This quote from Article 9 of the United Kingdom’s Bill of Rights is the foundational law for the principle of freedom of speech in democratic legislatures.

Even though it was directed at the king, it laid the basis for the independence of Parliaments from the courts also. It is intended for parliamentarians to speak unfettered in Parliament free from fear of any reprisals from the executive or the judiciary. This unfettered speech also requires freedom from abuse by other members of Parliament.

If you watched the proceedings of the House of Assembly on Monday October 26, 2020 during the debate to extend the emergency powers for yet another month, most reasonable viewers would not believe that the principle of freedom of speech applied to Philip Davis or Chester Cooper.

Michael Foulkes, the member of Parliament for Golden Gates, continually and repeatedly stood up on false points of order to interrupt both the leader of the opposition and his deputy.

It became abusive, so much so, that Cooper had to request the protection of the speaker from the abuse.

The speaker indicated that the rules require that once a member rises on a point of order, he as presiding officer was duty bound to recognize him. Hogwash!

The speaker had the opportunity to listen to Foulkes’ repeated interferences, and the fact that he ignored each and every point that he raised, proved that he considered them illegitimate.

The speaker ought not to have allowed Foulkes to violate the freedom of speech of the opposition leaders.

I don’t know why Foulkes felt so compelled to audition publicly, but he understood that the ministers were absent and probably watching his performance. He may have considered the performance worthy of some reward, but it came over as boorish and obnoxious.

The rules of the House and convention intended that members should speak in the House without interruption.

Rising on a point of order is one of the few reasons members could intervene during another member’s debate. A point of order is some violation of a rule of the House that a member draws to the attention of the speaker.

+ + + + +

# Directions:
Pick up the piece on free speech in the House of Assembly after its last sentence and continue it. The material after this point is separate from the text above.

# Data block:
+ + + + +

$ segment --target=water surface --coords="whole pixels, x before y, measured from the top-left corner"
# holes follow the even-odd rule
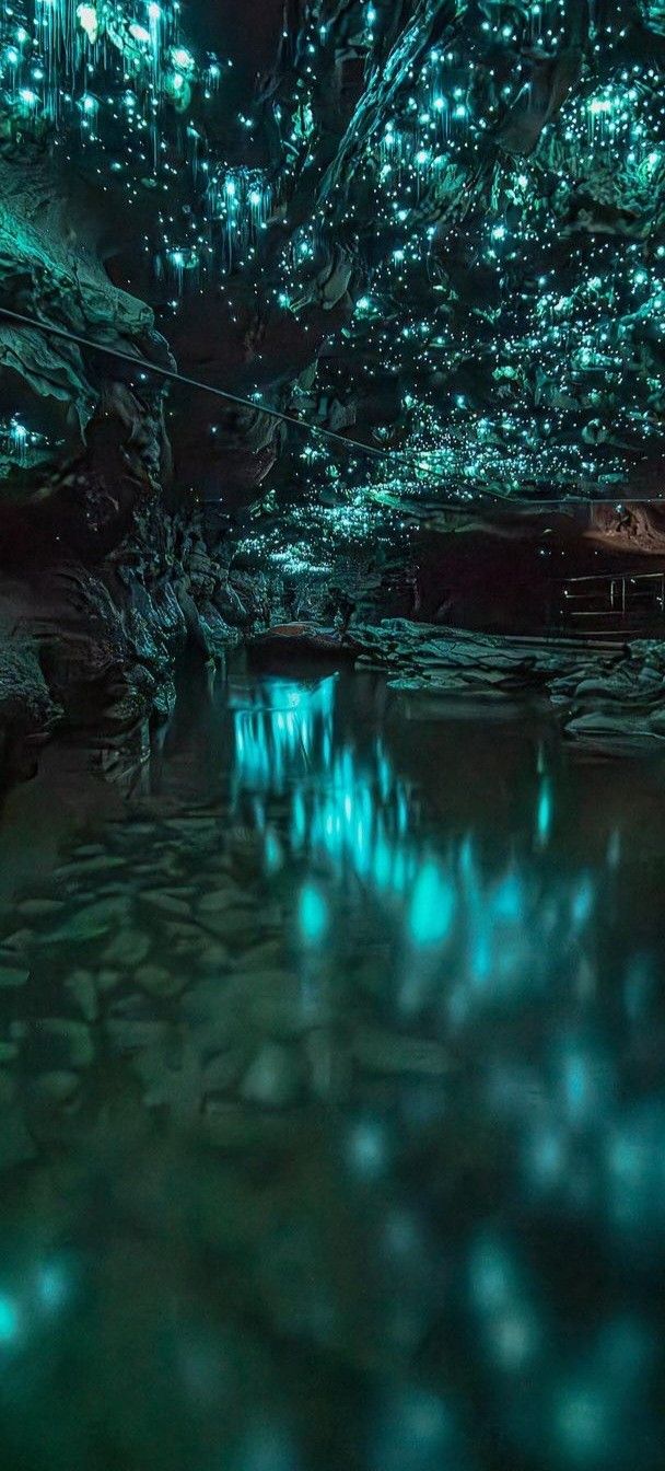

+ + + + +

# Solved exercise:
It is not an opportunity for a member to interrupt another member simply because he disagrees with what the member said. I maintain that is exactly the pretense for the large majority of interruptions in the House.

Historically, the members of the majority party are the ones who use this unparliamentary device. You seldom see members of the opposition stand on a point of order.

They usually stand after a member’s speech to draw a matter to the speaker’s attention. The speaker has a duty to put an end to the abuse when he sees it being used deliberately to interfere with a member’s speech as was the case with Foulkes.

Freedom of expression in debates implies that members of Parliament have the right to say whatever they want so long as they do not breach any rule of the House.

They are not required to continually use the prefix “in my opinion” or “my view is”. Freedom of speech assumes that everything a member says is his express opinion or his considered view.

Members of the opposition are not bound by the dogma or the intolerance of members of the majority party.

Tolerance of other people’s views is an essential element of the democracy that we cherish. How dare Foulkes and others manipulate the traditions of parliamentary debate to censure opposition contributions to debates!

The speaker must begin to use his discretionary powers to protect the rights of the minority.